What is expected ▸
Restate word for word each line of the data, starting at the one containing "around the woman's" and running through the last.

Source material section start

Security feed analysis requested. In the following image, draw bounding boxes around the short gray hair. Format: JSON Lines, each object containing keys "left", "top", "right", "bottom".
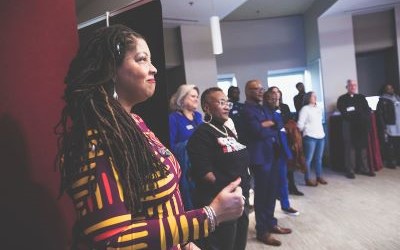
{"left": 169, "top": 84, "right": 199, "bottom": 111}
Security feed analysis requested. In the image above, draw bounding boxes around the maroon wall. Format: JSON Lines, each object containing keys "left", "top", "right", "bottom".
{"left": 0, "top": 1, "right": 78, "bottom": 248}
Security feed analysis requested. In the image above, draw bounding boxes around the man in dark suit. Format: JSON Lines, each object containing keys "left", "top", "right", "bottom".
{"left": 293, "top": 82, "right": 306, "bottom": 119}
{"left": 241, "top": 80, "right": 291, "bottom": 246}
{"left": 337, "top": 79, "right": 375, "bottom": 178}
{"left": 228, "top": 86, "right": 245, "bottom": 140}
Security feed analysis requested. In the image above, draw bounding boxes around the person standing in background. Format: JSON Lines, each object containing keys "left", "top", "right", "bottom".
{"left": 228, "top": 86, "right": 245, "bottom": 140}
{"left": 293, "top": 82, "right": 306, "bottom": 120}
{"left": 337, "top": 79, "right": 375, "bottom": 179}
{"left": 242, "top": 80, "right": 292, "bottom": 247}
{"left": 169, "top": 84, "right": 203, "bottom": 210}
{"left": 376, "top": 84, "right": 400, "bottom": 169}
{"left": 266, "top": 88, "right": 301, "bottom": 216}
{"left": 297, "top": 91, "right": 327, "bottom": 186}
{"left": 269, "top": 87, "right": 304, "bottom": 197}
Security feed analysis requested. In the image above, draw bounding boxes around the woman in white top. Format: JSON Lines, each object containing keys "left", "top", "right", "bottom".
{"left": 297, "top": 92, "right": 327, "bottom": 186}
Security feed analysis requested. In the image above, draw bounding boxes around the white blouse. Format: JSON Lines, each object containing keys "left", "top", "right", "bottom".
{"left": 297, "top": 104, "right": 325, "bottom": 139}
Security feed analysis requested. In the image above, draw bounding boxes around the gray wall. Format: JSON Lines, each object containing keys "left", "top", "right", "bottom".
{"left": 395, "top": 6, "right": 400, "bottom": 84}
{"left": 163, "top": 27, "right": 182, "bottom": 69}
{"left": 354, "top": 10, "right": 399, "bottom": 95}
{"left": 180, "top": 25, "right": 218, "bottom": 94}
{"left": 353, "top": 10, "right": 396, "bottom": 53}
{"left": 319, "top": 13, "right": 358, "bottom": 113}
{"left": 356, "top": 48, "right": 398, "bottom": 96}
{"left": 77, "top": 0, "right": 135, "bottom": 23}
{"left": 216, "top": 16, "right": 306, "bottom": 100}
{"left": 304, "top": 0, "right": 337, "bottom": 112}
{"left": 304, "top": 0, "right": 337, "bottom": 64}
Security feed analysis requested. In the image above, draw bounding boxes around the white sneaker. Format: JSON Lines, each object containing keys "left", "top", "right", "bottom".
{"left": 282, "top": 207, "right": 300, "bottom": 216}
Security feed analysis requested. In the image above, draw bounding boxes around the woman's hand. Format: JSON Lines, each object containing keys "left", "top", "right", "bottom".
{"left": 182, "top": 242, "right": 200, "bottom": 250}
{"left": 209, "top": 177, "right": 244, "bottom": 224}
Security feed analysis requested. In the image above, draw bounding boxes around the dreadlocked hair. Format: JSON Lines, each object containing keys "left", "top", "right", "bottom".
{"left": 55, "top": 24, "right": 168, "bottom": 213}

Source material section end

Expected answer ▸
Security feed analysis requested. In the image above, draw bounding boxes around the woman's hand. Format: JSON Lines, each object containing keys "left", "top", "right", "bottom".
{"left": 182, "top": 242, "right": 200, "bottom": 250}
{"left": 209, "top": 177, "right": 244, "bottom": 224}
Security feed analysis requested. In the image above, draw bounding boxes around the dreadlocked hair. Format: JSON Lines, each object containing keys "left", "top", "right", "bottom".
{"left": 55, "top": 24, "right": 168, "bottom": 213}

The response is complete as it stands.